DIRECTION A: Express the rows, from the start of the rows through the line containing "[283, 203, 444, 329]", as a two-column CSV with the columns request and answer. Put one row in each record, put each field in quotation marks with line breaks replaced by spaces, and leave the pictures out.

SOURCE TEXT:

+++++

France & Norway 1940

Norway 1940



With the outbreak of the Second World War, Norway opted to remain neutral. When the Soviet Union invaded Finland, the U.K. and France commenced planning for an expeditionary force to be sent to aid the Finns. It would be landed at Narvik in northern Norway, then transit through Sweden to reach Finland.

On the 16 February 1940, H.M.S. Cossack went into Norwegian waters to board the German ship, Altmark, to rescue two-hundred and ninety-nine British merchant seamen.

The first action of the Norwegian campaign was at sea. H.M.S. Glowworm, sighted the German heavy cruiser Admiral Hipper. H.M.S. Glowworm engaged the Hipper, eventually ramming the larger vessel.  H.M.S. Glowworm sunk soon afterwards, taking most of her crew with her.

See: http://www.youtube.com/watch?v=6aKs1mcfQNA

The German landed on the 9 April. The main towns were seized quickly by German troops, but the German Navy suffered several significant losses to both Norwegian and British naval activity. The British responded to the German invasion of Norway with offensive naval actions.  On the 10 April 1940, an action took place that is now known as the First Battle of Narvik. On the 13 April, the Royal Navy re-entered the fiords at Narvik to sink the remaining German destroyers.

The Chiefs of Staff decided to capture Trondheim through a pincer movement from north and south. The northern pincer was to be Maurice Force landing at Namsos; with the southern pincer being Sickle Force based in Aandalsnes.

Maurice Force

Initial landings at Namsos were made at dusk on the 14 April. By the late evening of the 17 April, Maurice Force was ashore. By the evening of the 21 April, the 146 Brigade was strung out along the road to Steinkjer and Namdalseid. Engagements with German troops started at about 7.45 am in the vicinity of a village called Vist, with the enemy attacking the flanks of the brigade.

Sickle Force

British troops started landing at Aandalsnes on the 17April 1940. Having landed successfully on the 18April, the men moved rapidly inland towards Kvam.  Sickle Force secured Dombass, placing it in a position to turn north towards Trondhiem. They were then ordered to proceed onto Lillehamer. The brigade then fought a series of rearguard actions back to Dombass.

Reinforcements began landing at Aandalsnes during the evening of the 23 April. The 15 Infantry Brigade moved forward to a position at Kvam. Here a battle was fought on Thursday 25 April 1940 and the next day. Even though the British fought tenaciously, they were forced to withdraw. Other actions were fought at Kjorem and a village called Otta.

The Evacuation of Sickle Force and Maurice Force

The original plan for a two pronged advance to capture Trondheim was now redundant. The Royal Navy cruiser H.M.S. Glasgow put into Molde to embark King Haakon and the Crown Prince of Norway. The Royal Navy arrived at Aandalnes on the 30 April and embarked the British troops.

By 2.00 am, the quay was deserted and Sickle Force was no more.

The evacuation of Maurice Force took place overnight the 2 to 3 May 1940. The Norwegian Army south of Trondheim surrendered on the 3 May, with those to the north surrendering on the 4 May.

The repercussions of the failure of the campaign in Central Norway reverberated widely. It led to a contentious debate in Parliament that resulted in the Prime Minister, Neville CHAMERLAIN, resigning.  Winston CHURCHILL was then asked to form a National Government.

+++++

DATASET RECORDS:

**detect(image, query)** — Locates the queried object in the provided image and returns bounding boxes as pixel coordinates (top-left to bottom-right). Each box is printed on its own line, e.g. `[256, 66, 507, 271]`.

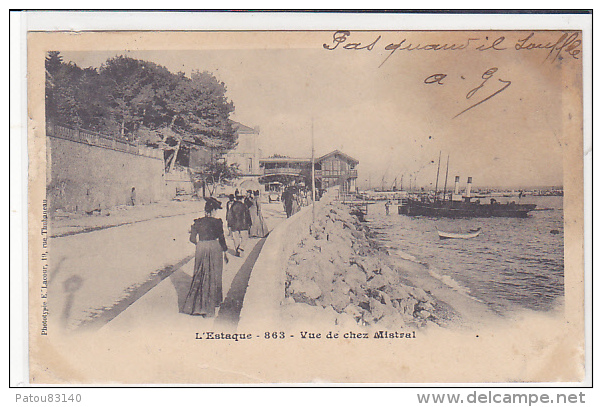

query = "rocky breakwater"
[283, 203, 444, 329]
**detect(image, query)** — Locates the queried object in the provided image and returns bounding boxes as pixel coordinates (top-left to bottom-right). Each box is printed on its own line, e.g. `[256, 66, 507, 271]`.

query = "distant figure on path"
[130, 187, 136, 206]
[226, 195, 251, 257]
[282, 188, 293, 218]
[182, 198, 228, 318]
[226, 194, 234, 236]
[249, 191, 268, 237]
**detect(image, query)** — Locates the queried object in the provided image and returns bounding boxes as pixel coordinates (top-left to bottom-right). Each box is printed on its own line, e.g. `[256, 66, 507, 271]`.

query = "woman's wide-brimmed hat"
[205, 196, 222, 210]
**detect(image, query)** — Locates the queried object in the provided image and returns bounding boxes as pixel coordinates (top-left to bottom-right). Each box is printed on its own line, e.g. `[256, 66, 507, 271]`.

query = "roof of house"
[259, 157, 311, 163]
[316, 150, 359, 164]
[231, 120, 258, 133]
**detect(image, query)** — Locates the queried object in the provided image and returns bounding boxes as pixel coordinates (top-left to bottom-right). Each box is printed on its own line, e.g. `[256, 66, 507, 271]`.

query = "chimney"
[466, 177, 472, 198]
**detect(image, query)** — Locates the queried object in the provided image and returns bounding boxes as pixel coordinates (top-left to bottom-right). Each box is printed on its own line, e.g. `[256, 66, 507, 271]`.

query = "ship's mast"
[443, 154, 449, 201]
[435, 150, 441, 199]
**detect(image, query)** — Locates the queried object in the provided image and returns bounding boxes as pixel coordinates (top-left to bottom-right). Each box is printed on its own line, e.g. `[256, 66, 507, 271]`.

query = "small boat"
[437, 228, 481, 240]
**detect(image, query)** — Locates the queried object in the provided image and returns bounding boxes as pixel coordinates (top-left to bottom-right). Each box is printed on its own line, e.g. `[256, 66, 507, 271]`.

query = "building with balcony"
[259, 150, 359, 192]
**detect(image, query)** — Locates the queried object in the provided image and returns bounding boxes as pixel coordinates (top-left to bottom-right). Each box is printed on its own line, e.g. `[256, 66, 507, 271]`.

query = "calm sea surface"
[368, 197, 564, 314]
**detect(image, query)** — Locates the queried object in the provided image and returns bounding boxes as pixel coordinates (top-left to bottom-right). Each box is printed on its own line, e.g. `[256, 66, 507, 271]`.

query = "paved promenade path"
[49, 202, 285, 331]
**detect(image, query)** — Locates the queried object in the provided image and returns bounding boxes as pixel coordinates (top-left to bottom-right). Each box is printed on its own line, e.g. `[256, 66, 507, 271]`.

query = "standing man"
[226, 194, 251, 257]
[226, 194, 234, 236]
[282, 187, 293, 218]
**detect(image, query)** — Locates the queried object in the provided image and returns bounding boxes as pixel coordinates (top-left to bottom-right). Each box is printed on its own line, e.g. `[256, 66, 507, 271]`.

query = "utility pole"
[311, 117, 316, 223]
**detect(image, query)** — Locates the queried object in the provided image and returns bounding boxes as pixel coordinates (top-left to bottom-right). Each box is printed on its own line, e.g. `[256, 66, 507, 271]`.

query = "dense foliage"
[46, 51, 236, 170]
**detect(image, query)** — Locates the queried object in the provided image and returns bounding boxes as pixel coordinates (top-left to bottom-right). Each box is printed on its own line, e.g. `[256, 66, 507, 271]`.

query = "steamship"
[398, 176, 536, 218]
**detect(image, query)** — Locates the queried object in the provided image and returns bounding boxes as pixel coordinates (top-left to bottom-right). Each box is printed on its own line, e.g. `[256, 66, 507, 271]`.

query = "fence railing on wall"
[46, 123, 163, 160]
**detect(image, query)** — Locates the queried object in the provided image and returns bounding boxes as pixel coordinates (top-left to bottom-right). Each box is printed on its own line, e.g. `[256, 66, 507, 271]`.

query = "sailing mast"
[435, 150, 441, 199]
[443, 153, 449, 201]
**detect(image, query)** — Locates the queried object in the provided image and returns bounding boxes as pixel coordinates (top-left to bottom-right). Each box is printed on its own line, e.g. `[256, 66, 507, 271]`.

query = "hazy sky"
[61, 31, 581, 187]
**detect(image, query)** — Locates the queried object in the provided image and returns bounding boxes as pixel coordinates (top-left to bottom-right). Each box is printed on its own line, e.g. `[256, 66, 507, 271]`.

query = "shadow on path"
[215, 237, 266, 329]
[79, 255, 194, 330]
[169, 270, 192, 312]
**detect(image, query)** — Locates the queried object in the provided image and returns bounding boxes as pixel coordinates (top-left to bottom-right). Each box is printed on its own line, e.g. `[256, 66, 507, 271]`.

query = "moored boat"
[437, 228, 481, 240]
[398, 198, 537, 218]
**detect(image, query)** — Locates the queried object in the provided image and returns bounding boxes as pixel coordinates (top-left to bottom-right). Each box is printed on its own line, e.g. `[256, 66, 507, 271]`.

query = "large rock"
[343, 264, 366, 289]
[288, 279, 322, 304]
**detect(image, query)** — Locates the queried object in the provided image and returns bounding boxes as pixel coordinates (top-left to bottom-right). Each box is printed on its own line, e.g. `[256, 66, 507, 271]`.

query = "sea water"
[367, 196, 564, 315]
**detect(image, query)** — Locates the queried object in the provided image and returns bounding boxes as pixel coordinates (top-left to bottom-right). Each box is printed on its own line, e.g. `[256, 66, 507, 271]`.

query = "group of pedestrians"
[182, 190, 268, 317]
[226, 190, 268, 256]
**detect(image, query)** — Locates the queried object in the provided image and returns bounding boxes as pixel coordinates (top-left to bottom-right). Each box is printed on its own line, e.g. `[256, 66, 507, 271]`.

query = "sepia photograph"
[23, 14, 588, 385]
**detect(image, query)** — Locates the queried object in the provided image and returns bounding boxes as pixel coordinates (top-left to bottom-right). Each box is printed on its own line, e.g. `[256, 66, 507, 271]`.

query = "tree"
[46, 51, 237, 172]
[194, 160, 241, 196]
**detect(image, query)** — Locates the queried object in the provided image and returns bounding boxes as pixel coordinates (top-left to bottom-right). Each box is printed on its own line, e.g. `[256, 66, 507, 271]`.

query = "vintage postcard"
[27, 16, 588, 385]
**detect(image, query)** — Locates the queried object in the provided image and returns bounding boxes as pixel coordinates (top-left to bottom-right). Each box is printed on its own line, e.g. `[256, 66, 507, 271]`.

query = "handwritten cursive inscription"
[322, 30, 582, 66]
[424, 67, 512, 119]
[514, 33, 581, 62]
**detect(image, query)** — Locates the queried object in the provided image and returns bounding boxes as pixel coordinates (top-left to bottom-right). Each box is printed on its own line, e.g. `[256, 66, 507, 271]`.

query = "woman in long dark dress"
[249, 191, 268, 237]
[182, 198, 228, 317]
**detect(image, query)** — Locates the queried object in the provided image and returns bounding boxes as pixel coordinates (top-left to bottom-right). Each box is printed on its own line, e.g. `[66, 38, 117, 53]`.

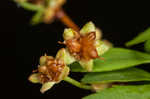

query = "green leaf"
[144, 39, 150, 53]
[83, 85, 150, 99]
[126, 28, 150, 46]
[70, 48, 150, 72]
[81, 68, 150, 84]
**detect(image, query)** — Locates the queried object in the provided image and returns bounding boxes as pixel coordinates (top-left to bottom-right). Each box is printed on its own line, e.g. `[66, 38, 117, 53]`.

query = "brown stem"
[56, 9, 79, 31]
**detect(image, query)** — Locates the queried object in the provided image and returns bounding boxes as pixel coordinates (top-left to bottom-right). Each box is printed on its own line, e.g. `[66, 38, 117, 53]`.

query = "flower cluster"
[29, 22, 110, 93]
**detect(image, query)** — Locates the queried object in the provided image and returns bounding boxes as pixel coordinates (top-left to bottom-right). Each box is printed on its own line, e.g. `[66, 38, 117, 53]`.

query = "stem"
[15, 1, 43, 11]
[64, 77, 92, 90]
[56, 9, 80, 31]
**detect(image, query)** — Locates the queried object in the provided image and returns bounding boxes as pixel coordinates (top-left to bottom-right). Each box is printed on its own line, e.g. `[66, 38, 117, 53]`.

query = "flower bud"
[80, 21, 96, 35]
[56, 48, 76, 64]
[58, 66, 70, 82]
[79, 59, 94, 72]
[95, 40, 110, 56]
[40, 55, 53, 66]
[96, 28, 102, 40]
[63, 28, 75, 40]
[40, 82, 55, 93]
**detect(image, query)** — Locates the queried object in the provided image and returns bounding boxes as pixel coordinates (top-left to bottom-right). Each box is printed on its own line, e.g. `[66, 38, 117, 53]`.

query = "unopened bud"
[95, 40, 110, 56]
[79, 59, 94, 72]
[40, 82, 55, 93]
[40, 55, 53, 66]
[80, 21, 96, 35]
[63, 28, 75, 40]
[56, 48, 76, 65]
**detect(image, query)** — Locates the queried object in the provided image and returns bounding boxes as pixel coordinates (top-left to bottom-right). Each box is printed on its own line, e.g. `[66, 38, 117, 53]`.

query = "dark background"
[0, 0, 150, 99]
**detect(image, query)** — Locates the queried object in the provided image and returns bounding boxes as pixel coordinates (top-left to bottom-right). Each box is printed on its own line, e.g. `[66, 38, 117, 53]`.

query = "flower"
[63, 22, 110, 71]
[29, 55, 69, 93]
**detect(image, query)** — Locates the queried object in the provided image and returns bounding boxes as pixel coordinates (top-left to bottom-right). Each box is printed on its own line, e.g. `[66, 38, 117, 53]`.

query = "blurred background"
[0, 0, 150, 99]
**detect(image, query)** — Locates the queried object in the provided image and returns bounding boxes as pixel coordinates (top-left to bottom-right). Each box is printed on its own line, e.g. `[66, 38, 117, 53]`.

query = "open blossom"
[59, 22, 109, 71]
[29, 56, 69, 93]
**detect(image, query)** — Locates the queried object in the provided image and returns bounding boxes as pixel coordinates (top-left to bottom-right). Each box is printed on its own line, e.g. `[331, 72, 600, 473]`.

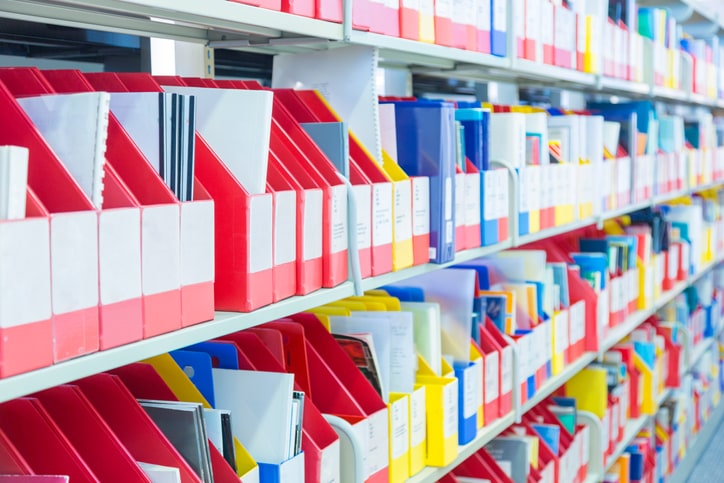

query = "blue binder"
[394, 101, 457, 263]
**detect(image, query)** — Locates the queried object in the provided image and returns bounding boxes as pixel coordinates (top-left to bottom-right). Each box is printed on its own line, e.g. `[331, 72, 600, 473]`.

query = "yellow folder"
[564, 367, 608, 420]
[143, 354, 259, 479]
[409, 384, 427, 476]
[382, 151, 412, 271]
[417, 356, 458, 467]
[548, 310, 569, 376]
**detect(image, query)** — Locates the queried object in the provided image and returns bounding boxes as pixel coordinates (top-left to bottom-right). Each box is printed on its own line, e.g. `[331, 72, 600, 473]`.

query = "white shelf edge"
[0, 282, 354, 402]
[362, 239, 513, 290]
[407, 412, 515, 483]
[666, 401, 724, 483]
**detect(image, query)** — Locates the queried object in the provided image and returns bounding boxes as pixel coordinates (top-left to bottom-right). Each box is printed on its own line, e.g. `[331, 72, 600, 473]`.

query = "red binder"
[5, 69, 143, 350]
[485, 318, 515, 416]
[0, 74, 99, 362]
[76, 374, 201, 483]
[0, 188, 53, 377]
[291, 314, 389, 483]
[35, 385, 151, 483]
[0, 429, 33, 475]
[92, 73, 215, 327]
[216, 330, 339, 483]
[274, 89, 392, 275]
[0, 398, 100, 483]
[233, 86, 348, 288]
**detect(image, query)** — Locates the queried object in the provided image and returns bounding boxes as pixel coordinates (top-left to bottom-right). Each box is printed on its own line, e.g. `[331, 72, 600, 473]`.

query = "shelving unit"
[0, 0, 724, 483]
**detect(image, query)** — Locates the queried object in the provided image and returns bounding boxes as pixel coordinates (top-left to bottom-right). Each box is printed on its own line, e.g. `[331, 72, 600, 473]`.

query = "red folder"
[218, 332, 339, 483]
[0, 398, 100, 483]
[111, 363, 239, 483]
[435, 0, 454, 47]
[267, 146, 324, 295]
[271, 109, 347, 288]
[0, 429, 33, 475]
[137, 76, 273, 312]
[0, 77, 99, 361]
[291, 313, 389, 483]
[92, 73, 215, 327]
[274, 89, 392, 275]
[258, 90, 347, 287]
[0, 188, 53, 377]
[35, 385, 151, 482]
[4, 69, 143, 349]
[76, 374, 201, 483]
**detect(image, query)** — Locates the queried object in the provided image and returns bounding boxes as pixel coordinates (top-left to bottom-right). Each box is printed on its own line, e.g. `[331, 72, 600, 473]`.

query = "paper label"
[412, 177, 430, 236]
[443, 379, 458, 439]
[495, 169, 510, 218]
[465, 173, 480, 226]
[455, 173, 466, 228]
[500, 346, 513, 395]
[300, 189, 323, 262]
[320, 440, 341, 483]
[463, 365, 480, 419]
[485, 352, 501, 404]
[0, 218, 51, 328]
[540, 1, 554, 47]
[569, 300, 586, 344]
[372, 183, 392, 247]
[330, 185, 348, 253]
[141, 205, 181, 294]
[100, 209, 143, 306]
[366, 408, 389, 478]
[525, 166, 541, 212]
[435, 0, 453, 20]
[475, 2, 490, 32]
[352, 184, 372, 250]
[394, 180, 412, 242]
[410, 386, 427, 448]
[518, 168, 531, 213]
[513, 0, 526, 39]
[555, 310, 568, 353]
[390, 396, 410, 460]
[525, 0, 541, 42]
[492, 0, 508, 32]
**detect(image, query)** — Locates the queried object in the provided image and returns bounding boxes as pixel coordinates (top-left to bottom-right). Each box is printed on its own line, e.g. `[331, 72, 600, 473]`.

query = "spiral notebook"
[272, 46, 382, 164]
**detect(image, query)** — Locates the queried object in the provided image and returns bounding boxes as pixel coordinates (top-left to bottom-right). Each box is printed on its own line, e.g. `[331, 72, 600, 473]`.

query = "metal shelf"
[603, 414, 651, 474]
[0, 0, 342, 42]
[362, 240, 513, 290]
[0, 282, 354, 402]
[348, 30, 510, 70]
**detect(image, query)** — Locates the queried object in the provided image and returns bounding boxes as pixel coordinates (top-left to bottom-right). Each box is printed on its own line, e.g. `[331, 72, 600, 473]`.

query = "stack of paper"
[0, 146, 28, 220]
[110, 92, 196, 201]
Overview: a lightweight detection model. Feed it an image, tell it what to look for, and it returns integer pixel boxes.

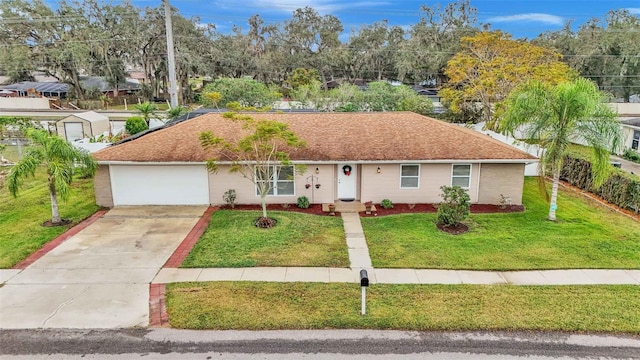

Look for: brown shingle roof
[95,112,535,162]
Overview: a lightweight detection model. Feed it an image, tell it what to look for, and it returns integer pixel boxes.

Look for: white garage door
[109,165,209,206]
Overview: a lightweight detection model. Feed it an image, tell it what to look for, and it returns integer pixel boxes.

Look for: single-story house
[0,81,71,99]
[94,112,537,207]
[620,117,640,152]
[56,111,111,142]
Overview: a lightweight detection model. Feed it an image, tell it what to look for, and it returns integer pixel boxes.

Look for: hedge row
[560,155,640,213]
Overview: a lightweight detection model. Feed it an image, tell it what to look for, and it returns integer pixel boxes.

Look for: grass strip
[0,172,98,269]
[361,178,640,270]
[167,282,640,334]
[182,210,349,267]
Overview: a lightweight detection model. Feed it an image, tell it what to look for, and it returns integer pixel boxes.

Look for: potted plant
[364,201,373,215]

+++++

DIRECTION B: In the passage on the 1940 Norwegian campaign, rewrite the stretch from "The Evacuation of Sickle" through "on the 4 May." with "quay" replaced by "wharf".

ANSWER A:
request,answer
"**detect(image, query)** — Locates the queried object in the provided image and returns bounding boxes as pixel coordinates (top-left to bottom-right). Each box is printed on its own line, e.g. `[256, 66, 507, 271]`. query = ""rocky breakwater""","[283, 203, 444, 329]"

ANSWER B:
The Evacuation of Sickle Force and Maurice Force

The original plan for a two pronged advance to capture Trondheim was now redundant. The Royal Navy cruiser H.M.S. Glasgow put into Molde to embark King Haakon and the Crown Prince of Norway. The Royal Navy arrived at Aandalnes on the 30 April and embarked the British troops.

By 2.00 am, the wharf was deserted and Sickle Force was no more.

The evacuation of Maurice Force took place overnight the 2 to 3 May 1940. The Norwegian Army south of Trondheim surrendered on the 3 May, with those to the north surrendering on the 4 May.